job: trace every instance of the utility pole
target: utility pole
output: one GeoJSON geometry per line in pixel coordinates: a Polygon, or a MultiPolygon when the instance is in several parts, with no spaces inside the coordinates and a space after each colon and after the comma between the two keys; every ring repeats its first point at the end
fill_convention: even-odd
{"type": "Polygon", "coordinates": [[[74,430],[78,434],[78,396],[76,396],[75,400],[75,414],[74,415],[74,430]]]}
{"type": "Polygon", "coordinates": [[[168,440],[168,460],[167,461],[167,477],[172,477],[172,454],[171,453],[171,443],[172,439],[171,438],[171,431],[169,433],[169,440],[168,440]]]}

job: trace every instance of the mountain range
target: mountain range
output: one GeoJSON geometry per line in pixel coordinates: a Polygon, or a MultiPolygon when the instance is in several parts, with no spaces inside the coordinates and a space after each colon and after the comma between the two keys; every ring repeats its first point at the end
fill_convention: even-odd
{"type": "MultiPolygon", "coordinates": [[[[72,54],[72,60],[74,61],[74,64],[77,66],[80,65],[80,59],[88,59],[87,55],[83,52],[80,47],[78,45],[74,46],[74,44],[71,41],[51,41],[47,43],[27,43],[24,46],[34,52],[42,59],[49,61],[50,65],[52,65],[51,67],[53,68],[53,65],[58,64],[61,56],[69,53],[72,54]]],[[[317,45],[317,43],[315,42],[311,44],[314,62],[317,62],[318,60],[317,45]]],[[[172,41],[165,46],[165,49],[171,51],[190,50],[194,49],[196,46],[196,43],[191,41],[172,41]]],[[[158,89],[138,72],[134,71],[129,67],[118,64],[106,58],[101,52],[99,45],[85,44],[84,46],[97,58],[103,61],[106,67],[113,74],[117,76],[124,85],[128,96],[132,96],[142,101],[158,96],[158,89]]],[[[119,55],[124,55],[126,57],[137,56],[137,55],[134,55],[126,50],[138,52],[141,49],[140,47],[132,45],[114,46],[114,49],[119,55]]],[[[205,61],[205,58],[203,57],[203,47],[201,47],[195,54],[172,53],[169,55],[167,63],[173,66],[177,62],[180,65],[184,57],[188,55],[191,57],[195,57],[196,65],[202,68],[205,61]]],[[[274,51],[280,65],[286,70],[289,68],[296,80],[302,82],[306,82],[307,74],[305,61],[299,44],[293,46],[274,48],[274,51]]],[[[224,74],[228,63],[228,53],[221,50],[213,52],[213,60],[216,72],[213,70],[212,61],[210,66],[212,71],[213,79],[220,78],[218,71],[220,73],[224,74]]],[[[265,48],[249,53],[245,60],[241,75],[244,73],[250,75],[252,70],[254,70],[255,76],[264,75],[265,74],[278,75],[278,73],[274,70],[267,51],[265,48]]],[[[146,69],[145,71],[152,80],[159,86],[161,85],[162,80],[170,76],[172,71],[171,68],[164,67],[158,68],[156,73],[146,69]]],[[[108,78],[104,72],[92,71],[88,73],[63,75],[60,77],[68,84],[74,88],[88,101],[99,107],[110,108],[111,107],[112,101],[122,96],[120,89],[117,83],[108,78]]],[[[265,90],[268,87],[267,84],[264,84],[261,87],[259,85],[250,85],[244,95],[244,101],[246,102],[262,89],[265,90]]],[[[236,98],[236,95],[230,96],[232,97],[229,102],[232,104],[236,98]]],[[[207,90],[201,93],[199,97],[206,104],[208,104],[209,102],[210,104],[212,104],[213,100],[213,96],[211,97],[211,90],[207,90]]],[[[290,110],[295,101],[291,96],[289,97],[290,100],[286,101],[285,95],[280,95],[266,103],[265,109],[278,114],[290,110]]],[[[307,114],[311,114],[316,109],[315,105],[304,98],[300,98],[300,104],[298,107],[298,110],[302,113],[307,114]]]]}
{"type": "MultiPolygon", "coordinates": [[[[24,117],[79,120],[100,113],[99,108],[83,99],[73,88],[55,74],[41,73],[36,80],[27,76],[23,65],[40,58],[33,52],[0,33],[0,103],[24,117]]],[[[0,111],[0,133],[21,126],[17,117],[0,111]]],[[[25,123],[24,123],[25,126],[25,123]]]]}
────
Can you output the lines starting at the very first one and ending at the one that contains "target: utility pole", both included, copied character for character and nothing else?

job: trace every instance of the utility pole
target: utility pole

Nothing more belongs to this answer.